■ Exercise brief ■
Could you quote, exactly as they stand, the lines running from the one with "green tree, one per instance" to the final line of the material?

>> START

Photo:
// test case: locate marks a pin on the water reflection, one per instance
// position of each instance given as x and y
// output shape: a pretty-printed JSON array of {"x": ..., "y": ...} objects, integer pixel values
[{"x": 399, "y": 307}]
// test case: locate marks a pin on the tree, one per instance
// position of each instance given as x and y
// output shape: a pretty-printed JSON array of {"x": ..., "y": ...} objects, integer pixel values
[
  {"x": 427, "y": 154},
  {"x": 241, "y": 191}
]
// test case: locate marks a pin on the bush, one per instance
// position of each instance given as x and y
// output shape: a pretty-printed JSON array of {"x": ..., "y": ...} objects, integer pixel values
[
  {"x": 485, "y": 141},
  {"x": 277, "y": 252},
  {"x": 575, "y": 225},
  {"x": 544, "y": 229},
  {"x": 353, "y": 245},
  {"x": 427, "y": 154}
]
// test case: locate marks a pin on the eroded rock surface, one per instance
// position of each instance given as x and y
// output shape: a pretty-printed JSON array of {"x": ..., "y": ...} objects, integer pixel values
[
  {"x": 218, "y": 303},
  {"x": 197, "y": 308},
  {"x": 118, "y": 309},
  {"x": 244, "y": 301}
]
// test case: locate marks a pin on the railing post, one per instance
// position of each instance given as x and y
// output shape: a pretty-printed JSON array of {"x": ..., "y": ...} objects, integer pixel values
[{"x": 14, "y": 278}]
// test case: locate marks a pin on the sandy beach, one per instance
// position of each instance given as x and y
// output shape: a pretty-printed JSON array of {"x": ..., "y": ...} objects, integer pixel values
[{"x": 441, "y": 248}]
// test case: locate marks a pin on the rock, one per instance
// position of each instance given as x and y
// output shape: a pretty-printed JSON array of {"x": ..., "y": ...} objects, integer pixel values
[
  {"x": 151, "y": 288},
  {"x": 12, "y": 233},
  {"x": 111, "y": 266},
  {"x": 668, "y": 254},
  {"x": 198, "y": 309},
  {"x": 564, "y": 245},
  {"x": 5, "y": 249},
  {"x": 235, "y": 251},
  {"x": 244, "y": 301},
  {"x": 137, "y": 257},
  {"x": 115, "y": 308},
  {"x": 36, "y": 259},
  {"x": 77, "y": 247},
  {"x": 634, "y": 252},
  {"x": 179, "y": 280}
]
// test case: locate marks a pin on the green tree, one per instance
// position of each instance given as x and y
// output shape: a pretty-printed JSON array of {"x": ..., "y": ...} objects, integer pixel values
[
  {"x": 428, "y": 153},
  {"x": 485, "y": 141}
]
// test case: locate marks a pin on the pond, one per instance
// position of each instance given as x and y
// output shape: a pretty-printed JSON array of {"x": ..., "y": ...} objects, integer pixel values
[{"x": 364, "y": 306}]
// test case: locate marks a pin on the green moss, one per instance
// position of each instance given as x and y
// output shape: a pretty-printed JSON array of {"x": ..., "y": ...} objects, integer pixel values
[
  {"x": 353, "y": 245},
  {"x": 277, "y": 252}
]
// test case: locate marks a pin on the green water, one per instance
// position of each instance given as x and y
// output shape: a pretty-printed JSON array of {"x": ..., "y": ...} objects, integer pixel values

>> END

■ Solution for this exercise ■
// test case: locate marks a pin on the green tree, one per instance
// position of each instance given as x and y
// output shape: a pretty-printed JSON array of {"x": ..., "y": ...} objects, integer pixel values
[
  {"x": 428, "y": 153},
  {"x": 485, "y": 141}
]
// test case: locate marks a pin on the pond, one per instance
// position of each instance given as x and y
// output shape: a pretty-printed JSON array of {"x": ..., "y": ...} objects, integer pixel values
[{"x": 364, "y": 306}]
// test case: locate marks a pin on the green moss, one per instance
// position of each instance given as x and y
// output shape: a pretty-printed JSON array of {"x": ..., "y": ...} objects, integer pixel values
[
  {"x": 353, "y": 245},
  {"x": 277, "y": 252}
]
// test case: locate marks a pin on the green water, one per instance
// position of each instance given as x and y
// output shape: a pretty-printed JSON array of {"x": ..., "y": ...} objects, integer pixel values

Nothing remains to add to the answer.